QUÉ SE PIDE: Copia literalmente todas las líneas del material que aparece a continuación, sin alterar nada.

= = = = = = =

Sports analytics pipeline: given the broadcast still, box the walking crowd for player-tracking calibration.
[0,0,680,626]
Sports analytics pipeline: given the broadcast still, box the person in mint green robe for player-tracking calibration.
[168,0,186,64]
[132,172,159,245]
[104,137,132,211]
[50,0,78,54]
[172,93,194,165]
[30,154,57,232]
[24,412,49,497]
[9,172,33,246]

= = = = = = =

RESULTADO:
Sports analytics pipeline: given the broadcast still, box the walking crowd for player-tracking calibration.
[0,0,680,626]
Sports analytics pipeline: given the broadcast still, box the person in mint green robe for player-tracking calibration.
[168,0,186,64]
[132,172,159,245]
[104,137,132,211]
[50,0,78,54]
[172,93,194,165]
[30,154,57,232]
[24,412,49,497]
[9,172,33,246]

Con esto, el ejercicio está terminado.